Extrait du texte:
Avec l’impression d’assister à une comédie musicale écrite par Michel Berger et Luc Plamondon, on ne s’étonne alors pas d’être aveuglé par des lumières pompées sur celles d’un concert de Johnny Hallyday via l’usage déraisonnable des faisceaux de projecteurs robotisés qui ne font que singer les épiques combats au sabre laser de Star Wars.
L’esthétique générale oscillant entre les vitrines des grands magasins à l’approche de Noël et une partie de Space Invaders tournant au cauchemar, on aura bien du mal à sauver une image de ce naufrage intergalactique.
Public enthousiaste
Surfant sur la vague de l’enthousiasme général soulevé par son Henry VI, qui durant dix-huit heures dévoyait l’humour so british qui nous ravit chez les Monty Python pour mouliner Shakespeare, Thomas Jolly tente avec Richard III le quitte ou double d’un nouveau blockbuster théâtral. Et c’est réussi… Car, même si l’on est restés, enfoncés dans nos fauteuils, on doit à l’éthique du métier de critique de rapporter que, du côté du public, c’est debout qu’on applaudit.

Consigne a: Recopiez fidèlement les lignes de la liste, en commençant par la ligne qui contient "Give a dot for each instance of the wooden fence, drawn" et en continuant jusqu'à la ligne qui contient "<point>524,272</point>", ces deux lignes comprises. Laissez les images hors de votre réponse.

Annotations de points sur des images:
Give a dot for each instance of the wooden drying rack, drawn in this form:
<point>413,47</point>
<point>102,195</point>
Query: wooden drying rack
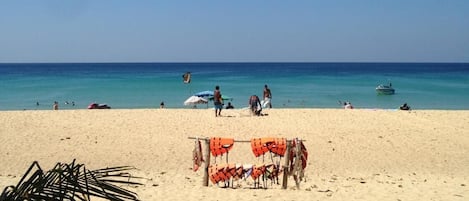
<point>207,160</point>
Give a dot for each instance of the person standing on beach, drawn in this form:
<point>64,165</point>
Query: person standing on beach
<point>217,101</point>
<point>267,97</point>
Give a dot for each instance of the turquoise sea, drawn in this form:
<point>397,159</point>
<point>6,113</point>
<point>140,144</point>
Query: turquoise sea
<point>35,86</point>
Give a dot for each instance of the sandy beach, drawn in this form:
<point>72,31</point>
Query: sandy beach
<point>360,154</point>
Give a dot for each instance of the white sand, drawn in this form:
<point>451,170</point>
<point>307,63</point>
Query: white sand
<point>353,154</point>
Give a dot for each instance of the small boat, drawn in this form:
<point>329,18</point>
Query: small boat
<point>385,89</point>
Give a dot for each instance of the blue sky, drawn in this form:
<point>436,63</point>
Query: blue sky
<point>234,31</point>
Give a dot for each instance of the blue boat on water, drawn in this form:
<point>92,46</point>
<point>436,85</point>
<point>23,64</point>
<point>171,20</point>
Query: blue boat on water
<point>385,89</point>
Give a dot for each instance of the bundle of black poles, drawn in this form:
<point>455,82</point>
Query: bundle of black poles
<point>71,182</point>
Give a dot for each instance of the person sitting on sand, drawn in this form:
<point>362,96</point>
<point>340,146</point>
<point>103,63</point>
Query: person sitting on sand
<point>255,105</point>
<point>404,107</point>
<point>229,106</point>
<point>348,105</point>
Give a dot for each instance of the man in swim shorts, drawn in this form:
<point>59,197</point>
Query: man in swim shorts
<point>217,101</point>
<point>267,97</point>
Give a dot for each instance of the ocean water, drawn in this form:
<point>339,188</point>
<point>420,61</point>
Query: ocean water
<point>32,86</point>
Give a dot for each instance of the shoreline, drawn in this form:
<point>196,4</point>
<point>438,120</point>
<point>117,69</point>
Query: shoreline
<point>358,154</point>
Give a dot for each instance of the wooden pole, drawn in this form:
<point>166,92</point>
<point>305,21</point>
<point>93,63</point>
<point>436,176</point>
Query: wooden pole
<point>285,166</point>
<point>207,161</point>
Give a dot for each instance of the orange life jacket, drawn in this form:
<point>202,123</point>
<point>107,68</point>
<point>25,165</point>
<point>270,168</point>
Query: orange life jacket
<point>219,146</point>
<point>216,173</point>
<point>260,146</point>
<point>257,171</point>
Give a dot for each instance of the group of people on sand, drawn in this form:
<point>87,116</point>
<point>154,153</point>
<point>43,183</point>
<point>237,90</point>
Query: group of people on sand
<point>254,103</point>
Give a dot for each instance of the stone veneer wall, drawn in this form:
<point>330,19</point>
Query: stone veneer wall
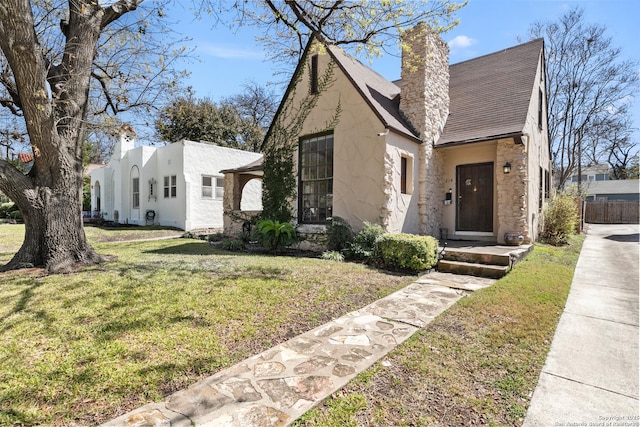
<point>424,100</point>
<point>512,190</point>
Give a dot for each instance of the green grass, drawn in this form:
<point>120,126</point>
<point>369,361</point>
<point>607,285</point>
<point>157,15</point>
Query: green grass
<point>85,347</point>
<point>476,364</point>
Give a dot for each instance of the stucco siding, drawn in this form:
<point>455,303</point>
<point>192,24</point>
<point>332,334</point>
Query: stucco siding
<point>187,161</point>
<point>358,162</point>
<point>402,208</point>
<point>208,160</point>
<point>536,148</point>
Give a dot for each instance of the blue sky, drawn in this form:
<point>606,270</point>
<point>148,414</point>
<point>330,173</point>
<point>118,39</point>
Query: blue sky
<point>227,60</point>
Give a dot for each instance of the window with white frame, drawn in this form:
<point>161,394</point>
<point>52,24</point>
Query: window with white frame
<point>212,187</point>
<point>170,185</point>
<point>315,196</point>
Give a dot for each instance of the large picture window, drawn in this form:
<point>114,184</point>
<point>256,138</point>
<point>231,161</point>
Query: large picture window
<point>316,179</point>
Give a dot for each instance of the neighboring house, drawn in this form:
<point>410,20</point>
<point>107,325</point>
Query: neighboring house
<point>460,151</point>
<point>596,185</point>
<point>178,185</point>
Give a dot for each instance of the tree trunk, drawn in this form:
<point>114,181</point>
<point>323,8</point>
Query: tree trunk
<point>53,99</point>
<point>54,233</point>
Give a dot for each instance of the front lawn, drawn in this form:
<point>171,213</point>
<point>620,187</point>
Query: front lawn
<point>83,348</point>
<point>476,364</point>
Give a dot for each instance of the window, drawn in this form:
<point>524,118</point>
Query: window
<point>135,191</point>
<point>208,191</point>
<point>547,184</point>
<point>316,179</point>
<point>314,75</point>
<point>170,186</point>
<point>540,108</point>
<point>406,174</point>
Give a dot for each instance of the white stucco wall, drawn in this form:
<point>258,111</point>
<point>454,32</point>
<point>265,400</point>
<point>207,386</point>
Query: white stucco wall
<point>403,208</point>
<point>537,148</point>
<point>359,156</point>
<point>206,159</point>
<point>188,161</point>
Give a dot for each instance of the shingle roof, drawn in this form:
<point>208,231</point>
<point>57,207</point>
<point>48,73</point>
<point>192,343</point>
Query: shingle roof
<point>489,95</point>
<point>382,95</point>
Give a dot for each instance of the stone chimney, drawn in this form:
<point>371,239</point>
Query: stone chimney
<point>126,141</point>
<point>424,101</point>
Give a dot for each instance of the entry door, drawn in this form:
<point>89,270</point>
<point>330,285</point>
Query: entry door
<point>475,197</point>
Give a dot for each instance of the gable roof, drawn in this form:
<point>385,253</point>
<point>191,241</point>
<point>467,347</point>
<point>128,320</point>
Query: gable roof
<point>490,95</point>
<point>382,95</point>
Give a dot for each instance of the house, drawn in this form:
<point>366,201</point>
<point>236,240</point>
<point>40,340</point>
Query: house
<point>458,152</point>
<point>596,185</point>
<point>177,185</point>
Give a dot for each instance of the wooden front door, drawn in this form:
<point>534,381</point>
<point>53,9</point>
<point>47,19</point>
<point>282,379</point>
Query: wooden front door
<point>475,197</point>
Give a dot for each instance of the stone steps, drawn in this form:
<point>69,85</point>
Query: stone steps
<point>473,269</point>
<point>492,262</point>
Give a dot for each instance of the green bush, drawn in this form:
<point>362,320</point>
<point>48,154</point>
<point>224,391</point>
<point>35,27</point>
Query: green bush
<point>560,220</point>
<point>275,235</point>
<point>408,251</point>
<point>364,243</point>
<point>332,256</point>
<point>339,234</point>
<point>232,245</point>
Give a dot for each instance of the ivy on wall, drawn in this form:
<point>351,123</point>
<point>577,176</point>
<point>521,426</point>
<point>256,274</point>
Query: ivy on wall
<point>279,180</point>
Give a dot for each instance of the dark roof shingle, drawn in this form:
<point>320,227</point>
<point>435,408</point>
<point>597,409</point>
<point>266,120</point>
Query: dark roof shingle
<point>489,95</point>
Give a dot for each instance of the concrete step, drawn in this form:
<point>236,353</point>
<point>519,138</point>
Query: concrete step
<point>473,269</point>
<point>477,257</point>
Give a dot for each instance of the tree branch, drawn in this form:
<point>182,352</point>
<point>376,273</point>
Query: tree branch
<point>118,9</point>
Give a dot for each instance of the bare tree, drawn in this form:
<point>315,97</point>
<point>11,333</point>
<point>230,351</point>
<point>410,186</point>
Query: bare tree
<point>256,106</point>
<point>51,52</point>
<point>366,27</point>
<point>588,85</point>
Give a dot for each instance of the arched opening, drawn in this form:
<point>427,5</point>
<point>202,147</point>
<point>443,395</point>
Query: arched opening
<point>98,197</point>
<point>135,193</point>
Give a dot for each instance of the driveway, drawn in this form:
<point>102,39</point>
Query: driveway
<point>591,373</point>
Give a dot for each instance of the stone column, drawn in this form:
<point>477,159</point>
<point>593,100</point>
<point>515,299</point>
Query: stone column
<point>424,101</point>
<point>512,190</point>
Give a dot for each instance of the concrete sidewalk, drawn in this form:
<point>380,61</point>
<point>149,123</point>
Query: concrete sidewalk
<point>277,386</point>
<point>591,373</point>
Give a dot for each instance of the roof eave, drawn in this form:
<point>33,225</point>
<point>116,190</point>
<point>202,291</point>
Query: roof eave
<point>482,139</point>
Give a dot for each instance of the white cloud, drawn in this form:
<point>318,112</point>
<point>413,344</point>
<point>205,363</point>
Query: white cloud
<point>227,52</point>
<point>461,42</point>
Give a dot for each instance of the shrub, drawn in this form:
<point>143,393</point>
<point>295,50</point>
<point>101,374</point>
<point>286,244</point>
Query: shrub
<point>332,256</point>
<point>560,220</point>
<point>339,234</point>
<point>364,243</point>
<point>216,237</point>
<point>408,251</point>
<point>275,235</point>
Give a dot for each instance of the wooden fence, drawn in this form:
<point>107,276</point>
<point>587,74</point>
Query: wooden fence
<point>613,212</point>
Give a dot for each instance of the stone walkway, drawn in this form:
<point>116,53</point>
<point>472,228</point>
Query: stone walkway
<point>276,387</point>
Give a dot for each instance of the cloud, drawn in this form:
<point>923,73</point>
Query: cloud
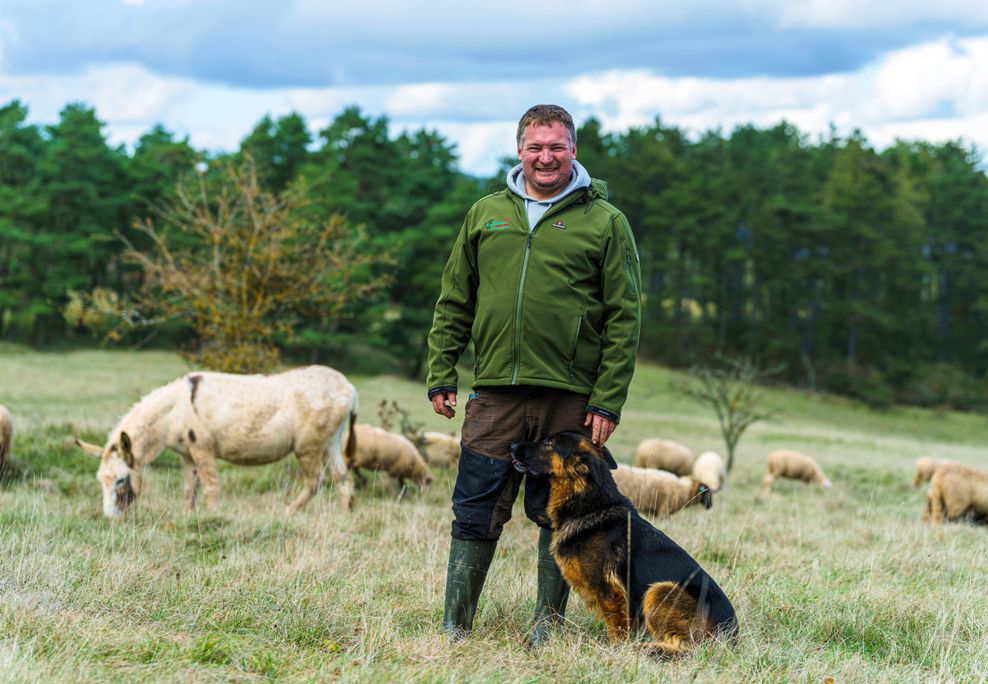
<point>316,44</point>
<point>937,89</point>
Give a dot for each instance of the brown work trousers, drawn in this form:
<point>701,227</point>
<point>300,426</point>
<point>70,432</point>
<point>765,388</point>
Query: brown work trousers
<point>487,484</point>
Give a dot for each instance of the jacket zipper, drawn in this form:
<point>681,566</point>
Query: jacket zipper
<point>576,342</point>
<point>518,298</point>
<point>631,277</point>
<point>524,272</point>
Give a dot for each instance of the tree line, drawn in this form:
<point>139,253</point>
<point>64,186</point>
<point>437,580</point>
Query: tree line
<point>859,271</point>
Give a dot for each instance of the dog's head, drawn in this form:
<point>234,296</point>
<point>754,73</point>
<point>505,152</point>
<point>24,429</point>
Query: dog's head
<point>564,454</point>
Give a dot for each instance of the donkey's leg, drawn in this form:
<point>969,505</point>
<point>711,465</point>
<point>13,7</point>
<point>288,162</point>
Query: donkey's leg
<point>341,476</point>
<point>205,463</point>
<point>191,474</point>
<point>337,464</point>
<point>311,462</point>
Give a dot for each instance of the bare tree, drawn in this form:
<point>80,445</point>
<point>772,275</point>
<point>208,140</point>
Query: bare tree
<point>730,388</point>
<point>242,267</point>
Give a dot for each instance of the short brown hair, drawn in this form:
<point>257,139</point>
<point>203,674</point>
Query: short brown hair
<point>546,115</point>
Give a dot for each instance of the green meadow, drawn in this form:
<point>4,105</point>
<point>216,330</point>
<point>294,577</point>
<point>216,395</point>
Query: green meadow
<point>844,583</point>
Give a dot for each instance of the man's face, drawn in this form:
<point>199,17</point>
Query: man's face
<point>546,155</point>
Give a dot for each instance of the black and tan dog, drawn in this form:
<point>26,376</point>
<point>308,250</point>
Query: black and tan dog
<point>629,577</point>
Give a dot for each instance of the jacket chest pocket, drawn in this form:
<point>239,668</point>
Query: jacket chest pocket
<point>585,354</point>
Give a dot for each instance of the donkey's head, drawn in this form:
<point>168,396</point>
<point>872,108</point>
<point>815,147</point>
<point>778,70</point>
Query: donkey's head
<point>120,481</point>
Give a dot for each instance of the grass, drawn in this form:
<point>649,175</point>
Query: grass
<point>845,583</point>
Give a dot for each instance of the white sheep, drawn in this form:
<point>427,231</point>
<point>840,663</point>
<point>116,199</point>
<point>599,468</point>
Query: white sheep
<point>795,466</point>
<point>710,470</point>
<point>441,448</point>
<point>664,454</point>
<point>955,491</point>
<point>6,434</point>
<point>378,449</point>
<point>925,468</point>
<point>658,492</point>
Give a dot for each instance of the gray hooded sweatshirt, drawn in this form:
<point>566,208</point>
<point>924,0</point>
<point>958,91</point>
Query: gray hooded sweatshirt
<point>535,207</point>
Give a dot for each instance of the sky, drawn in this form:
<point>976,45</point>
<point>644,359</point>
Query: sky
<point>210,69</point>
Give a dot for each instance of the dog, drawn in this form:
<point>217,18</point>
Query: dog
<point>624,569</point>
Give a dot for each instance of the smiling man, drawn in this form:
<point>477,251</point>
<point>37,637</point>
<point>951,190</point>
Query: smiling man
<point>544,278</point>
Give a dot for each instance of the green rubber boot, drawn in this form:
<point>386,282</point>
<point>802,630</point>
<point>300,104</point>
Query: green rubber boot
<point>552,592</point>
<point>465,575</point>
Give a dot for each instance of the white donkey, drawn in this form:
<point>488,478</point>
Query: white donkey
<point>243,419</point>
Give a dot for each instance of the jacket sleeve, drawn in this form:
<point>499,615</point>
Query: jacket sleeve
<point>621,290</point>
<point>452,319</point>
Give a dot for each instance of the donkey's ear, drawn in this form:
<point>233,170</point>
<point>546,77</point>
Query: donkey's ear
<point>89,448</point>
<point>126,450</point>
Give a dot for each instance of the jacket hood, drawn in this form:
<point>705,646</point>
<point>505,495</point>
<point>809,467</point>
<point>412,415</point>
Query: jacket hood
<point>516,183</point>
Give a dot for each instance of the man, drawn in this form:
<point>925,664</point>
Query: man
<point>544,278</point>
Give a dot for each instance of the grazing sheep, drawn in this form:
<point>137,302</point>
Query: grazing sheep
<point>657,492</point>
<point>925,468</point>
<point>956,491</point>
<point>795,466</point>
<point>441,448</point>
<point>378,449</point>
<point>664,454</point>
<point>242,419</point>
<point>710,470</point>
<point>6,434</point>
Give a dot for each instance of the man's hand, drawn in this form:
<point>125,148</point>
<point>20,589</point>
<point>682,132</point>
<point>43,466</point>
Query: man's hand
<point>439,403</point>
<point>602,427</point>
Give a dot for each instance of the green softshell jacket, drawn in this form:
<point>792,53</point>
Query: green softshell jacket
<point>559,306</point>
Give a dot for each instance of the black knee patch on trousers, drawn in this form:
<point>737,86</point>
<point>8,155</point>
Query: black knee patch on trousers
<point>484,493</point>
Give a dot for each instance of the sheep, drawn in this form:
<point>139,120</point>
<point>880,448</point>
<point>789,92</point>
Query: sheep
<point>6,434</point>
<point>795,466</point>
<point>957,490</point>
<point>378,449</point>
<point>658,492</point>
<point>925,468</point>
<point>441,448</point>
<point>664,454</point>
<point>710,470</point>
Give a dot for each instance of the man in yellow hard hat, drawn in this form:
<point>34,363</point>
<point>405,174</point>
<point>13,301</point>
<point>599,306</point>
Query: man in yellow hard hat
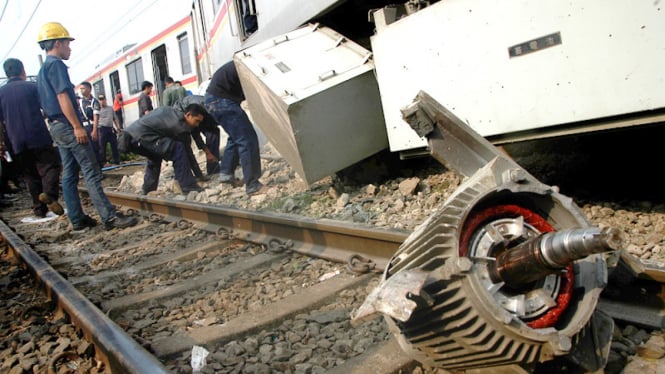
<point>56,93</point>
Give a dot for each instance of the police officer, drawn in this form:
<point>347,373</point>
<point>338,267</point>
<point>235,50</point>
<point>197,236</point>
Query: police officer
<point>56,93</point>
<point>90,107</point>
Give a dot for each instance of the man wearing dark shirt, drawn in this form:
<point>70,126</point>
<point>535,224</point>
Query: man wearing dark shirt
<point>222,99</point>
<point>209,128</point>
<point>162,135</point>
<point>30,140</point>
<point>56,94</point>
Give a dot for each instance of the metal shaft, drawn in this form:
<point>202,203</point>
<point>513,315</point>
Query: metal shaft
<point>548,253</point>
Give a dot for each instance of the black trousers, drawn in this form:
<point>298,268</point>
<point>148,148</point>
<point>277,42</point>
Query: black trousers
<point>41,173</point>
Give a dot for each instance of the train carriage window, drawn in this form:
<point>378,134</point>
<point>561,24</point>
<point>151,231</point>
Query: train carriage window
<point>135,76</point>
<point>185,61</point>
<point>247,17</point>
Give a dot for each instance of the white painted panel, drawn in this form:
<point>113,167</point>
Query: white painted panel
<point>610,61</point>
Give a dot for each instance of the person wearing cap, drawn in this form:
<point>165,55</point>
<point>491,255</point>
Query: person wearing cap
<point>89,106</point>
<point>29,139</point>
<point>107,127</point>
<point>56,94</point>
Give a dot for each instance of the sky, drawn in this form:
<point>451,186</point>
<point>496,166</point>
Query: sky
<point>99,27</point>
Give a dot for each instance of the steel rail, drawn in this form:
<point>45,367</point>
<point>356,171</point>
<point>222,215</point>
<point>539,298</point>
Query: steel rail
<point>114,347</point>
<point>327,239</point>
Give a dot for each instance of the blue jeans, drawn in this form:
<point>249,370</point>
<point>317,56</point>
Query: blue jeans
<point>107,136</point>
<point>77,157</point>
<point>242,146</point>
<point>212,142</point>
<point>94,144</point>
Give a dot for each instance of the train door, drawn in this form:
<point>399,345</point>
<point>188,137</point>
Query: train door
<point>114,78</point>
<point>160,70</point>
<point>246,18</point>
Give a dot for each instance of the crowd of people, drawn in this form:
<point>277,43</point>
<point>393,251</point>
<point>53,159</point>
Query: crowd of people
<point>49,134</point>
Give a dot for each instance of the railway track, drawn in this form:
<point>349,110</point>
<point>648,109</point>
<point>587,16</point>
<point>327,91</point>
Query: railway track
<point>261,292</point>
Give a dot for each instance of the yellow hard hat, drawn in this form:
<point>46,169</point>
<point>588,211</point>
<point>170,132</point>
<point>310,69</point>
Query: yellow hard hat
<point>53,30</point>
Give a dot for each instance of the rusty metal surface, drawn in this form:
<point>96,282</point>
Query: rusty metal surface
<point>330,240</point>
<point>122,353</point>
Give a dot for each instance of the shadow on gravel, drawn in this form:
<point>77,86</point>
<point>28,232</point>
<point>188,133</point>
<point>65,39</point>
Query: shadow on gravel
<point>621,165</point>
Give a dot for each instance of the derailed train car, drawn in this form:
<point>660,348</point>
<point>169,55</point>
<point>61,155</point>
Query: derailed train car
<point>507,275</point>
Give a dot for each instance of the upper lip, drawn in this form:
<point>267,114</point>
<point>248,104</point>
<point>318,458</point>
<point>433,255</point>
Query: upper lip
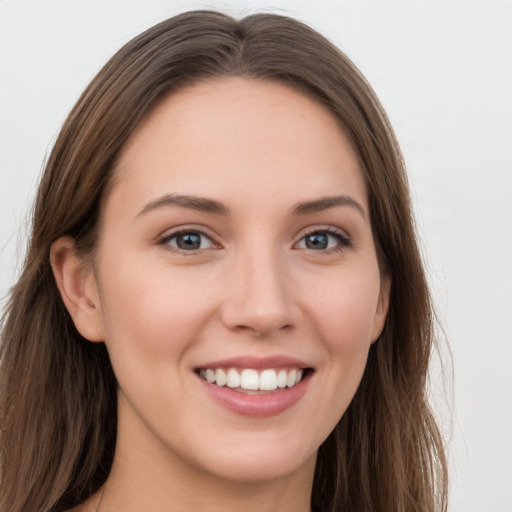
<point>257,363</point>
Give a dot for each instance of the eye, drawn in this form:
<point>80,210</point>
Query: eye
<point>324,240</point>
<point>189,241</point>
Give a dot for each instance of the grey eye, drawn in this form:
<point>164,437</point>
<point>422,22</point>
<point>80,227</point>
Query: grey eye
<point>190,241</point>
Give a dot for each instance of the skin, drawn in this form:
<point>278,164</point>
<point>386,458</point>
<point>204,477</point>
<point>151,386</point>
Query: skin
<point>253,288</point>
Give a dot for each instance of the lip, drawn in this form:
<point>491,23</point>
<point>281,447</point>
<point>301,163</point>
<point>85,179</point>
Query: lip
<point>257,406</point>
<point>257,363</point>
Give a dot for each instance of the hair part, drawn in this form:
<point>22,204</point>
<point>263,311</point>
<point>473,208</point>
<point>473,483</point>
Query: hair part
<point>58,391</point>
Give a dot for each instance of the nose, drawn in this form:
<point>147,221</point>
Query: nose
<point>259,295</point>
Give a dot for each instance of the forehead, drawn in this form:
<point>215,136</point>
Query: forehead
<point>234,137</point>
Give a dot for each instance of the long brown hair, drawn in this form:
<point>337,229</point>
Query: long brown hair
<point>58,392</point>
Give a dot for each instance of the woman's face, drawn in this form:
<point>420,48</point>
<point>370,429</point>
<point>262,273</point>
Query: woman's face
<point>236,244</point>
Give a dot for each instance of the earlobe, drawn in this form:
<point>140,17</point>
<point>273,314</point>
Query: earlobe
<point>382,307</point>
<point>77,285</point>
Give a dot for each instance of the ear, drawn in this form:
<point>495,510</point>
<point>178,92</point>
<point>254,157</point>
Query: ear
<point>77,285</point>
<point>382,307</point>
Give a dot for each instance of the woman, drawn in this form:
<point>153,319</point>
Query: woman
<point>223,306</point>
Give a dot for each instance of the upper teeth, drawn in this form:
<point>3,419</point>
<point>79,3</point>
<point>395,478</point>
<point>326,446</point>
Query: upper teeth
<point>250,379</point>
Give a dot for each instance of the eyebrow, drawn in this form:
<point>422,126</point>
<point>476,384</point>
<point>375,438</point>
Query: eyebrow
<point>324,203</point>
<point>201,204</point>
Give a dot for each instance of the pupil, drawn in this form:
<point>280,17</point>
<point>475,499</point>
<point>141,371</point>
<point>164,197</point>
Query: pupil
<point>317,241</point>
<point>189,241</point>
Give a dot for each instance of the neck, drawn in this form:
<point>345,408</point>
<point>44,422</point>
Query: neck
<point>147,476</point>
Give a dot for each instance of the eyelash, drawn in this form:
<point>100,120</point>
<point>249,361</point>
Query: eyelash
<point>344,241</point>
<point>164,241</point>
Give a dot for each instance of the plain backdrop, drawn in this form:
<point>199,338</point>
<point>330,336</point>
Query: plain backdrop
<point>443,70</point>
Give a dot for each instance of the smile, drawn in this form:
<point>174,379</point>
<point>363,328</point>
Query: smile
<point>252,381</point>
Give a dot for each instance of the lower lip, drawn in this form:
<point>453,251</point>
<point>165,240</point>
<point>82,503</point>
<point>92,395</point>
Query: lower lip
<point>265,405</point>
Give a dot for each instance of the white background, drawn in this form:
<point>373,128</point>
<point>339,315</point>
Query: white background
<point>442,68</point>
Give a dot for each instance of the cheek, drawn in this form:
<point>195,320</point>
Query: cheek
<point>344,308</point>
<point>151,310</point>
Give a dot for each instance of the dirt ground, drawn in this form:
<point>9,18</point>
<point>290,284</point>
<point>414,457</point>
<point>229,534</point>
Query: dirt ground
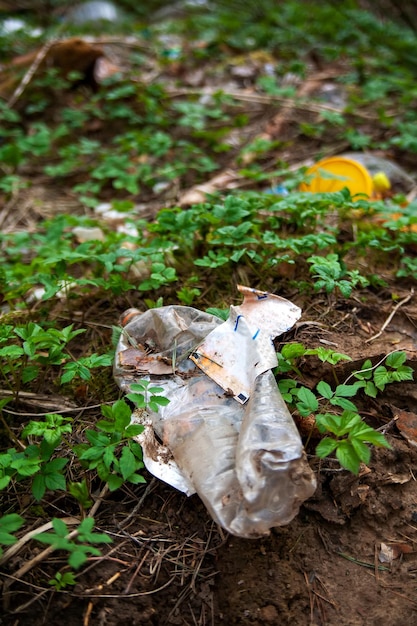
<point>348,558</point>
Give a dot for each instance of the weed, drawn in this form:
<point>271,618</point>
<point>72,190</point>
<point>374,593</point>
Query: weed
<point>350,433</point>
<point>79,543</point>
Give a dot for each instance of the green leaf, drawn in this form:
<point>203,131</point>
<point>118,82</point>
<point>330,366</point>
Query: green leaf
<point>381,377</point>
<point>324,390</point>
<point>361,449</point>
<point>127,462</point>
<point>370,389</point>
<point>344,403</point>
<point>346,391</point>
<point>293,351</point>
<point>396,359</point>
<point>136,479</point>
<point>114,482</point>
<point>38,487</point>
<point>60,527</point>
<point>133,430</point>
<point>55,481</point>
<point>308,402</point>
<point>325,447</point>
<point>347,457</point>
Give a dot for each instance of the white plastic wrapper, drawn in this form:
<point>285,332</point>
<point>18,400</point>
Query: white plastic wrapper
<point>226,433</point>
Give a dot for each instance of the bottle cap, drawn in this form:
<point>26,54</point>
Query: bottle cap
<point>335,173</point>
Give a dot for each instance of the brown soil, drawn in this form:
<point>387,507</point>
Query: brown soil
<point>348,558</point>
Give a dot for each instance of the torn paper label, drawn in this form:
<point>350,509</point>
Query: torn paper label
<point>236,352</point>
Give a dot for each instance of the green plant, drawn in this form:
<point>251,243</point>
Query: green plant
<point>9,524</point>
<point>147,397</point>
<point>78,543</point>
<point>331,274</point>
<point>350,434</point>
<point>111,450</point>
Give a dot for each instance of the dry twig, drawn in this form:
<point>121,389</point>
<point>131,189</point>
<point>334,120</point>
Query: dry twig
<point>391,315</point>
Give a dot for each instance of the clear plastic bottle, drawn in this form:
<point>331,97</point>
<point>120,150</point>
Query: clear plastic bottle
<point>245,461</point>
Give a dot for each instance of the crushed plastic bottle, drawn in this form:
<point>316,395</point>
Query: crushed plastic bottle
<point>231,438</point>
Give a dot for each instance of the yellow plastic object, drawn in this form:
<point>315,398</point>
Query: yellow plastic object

Consigne b: Reproduisez à l'identique le passage du texte, en commençant par "Avec l’impression d’assister" et en continuant jusqu'à "de Star Wars.".

Réponse a:
Give a dot for each instance of the wooden fence, drawn in this form:
<point>107,276</point>
<point>587,74</point>
Query: wooden fence
<point>613,212</point>
Give a dot for each instance of the stone walkway, drawn in this form:
<point>116,53</point>
<point>472,228</point>
Query: stone walkway
<point>276,387</point>
Give a dot for each instance of the cloud, drawn in this form:
<point>923,73</point>
Query: cloud
<point>316,44</point>
<point>937,89</point>
Give a dot for each instance of the brown work trousers, drawn in this form:
<point>701,227</point>
<point>300,426</point>
<point>70,432</point>
<point>765,388</point>
Query: brown work trousers
<point>487,484</point>
Give a dot for each instance of the jacket zipper, drawn in this form:
<point>681,566</point>
Query: jacket zipper
<point>576,342</point>
<point>518,298</point>
<point>631,277</point>
<point>524,272</point>

Réponse b:
Avec l’impression d’assister à une comédie musicale écrite par Michel Berger et Luc Plamondon, on ne s’étonne alors pas d’être aveuglé par des lumières pompées sur celles d’un concert de Johnny Hallyday via l’usage déraisonnable des faisceaux de projecteurs robotisés qui ne font que singer les épiques combats au sabre laser de Star Wars.